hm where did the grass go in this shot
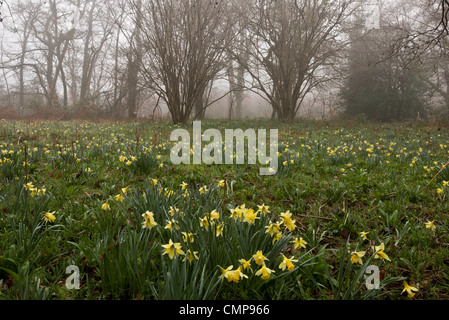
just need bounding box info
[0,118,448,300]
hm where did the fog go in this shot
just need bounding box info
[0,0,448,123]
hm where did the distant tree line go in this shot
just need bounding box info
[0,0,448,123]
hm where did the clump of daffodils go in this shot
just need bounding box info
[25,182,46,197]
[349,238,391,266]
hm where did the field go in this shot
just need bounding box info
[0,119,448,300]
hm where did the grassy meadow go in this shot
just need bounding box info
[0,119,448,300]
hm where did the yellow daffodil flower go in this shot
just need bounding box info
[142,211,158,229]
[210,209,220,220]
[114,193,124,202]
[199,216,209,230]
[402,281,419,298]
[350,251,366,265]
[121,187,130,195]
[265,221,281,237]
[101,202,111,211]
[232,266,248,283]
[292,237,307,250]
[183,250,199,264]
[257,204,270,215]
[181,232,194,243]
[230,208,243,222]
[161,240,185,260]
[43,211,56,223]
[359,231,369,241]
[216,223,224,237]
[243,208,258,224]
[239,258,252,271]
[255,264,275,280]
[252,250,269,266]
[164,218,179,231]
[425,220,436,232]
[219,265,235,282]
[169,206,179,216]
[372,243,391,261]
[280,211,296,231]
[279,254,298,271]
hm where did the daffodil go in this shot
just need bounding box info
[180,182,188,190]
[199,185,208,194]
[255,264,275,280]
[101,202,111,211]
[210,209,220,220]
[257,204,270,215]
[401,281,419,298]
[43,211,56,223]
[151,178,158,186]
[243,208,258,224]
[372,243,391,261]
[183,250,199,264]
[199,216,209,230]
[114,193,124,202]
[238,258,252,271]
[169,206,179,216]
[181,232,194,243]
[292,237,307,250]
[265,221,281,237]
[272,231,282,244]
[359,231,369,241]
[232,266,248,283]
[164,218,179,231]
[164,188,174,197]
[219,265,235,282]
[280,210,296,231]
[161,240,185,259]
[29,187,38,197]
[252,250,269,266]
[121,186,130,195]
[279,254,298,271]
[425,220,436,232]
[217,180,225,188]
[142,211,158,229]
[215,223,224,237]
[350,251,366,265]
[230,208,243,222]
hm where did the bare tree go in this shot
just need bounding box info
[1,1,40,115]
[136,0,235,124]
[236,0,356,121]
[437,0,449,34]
--------
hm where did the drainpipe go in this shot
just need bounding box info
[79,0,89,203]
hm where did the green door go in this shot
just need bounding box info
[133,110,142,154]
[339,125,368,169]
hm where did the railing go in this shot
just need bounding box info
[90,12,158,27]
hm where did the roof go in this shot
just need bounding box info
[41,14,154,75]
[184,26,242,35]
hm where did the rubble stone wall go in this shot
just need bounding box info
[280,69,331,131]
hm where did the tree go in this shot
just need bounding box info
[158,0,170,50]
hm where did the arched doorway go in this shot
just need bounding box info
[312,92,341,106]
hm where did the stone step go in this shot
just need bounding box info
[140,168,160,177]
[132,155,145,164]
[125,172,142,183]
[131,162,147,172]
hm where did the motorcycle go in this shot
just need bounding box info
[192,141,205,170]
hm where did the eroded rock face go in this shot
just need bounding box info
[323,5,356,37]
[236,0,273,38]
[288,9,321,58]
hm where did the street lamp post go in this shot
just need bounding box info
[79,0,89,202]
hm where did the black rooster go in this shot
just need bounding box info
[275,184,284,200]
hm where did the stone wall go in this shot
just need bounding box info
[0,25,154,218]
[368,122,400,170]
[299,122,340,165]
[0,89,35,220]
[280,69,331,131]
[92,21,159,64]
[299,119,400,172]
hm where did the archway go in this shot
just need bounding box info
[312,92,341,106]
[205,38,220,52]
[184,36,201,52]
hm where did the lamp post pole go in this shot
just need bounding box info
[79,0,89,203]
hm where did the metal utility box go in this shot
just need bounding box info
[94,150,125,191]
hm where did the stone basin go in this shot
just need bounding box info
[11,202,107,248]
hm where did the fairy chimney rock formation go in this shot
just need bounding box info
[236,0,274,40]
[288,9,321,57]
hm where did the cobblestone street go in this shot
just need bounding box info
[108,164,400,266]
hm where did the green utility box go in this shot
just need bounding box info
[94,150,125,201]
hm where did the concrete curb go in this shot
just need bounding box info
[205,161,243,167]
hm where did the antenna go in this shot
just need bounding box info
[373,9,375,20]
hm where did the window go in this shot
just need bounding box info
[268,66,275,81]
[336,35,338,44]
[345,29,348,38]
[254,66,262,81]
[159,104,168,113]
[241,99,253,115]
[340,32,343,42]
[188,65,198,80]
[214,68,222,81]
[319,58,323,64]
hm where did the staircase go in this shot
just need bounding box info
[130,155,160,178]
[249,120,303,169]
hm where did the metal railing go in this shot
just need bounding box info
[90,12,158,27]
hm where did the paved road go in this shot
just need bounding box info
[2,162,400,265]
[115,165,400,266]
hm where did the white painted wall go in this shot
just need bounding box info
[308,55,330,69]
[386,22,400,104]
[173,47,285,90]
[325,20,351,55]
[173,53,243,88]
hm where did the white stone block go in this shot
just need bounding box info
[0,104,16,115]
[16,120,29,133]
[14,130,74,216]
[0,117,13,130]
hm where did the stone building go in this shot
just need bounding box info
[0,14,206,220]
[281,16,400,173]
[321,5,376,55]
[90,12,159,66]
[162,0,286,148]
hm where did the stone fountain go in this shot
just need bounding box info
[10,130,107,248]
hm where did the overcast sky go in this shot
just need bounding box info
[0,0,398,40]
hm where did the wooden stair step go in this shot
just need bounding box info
--------
List all lines in the material containing the string "lamp".

hm where did the street lamp post go in this shot
hm where did the lamp post pole go in this shot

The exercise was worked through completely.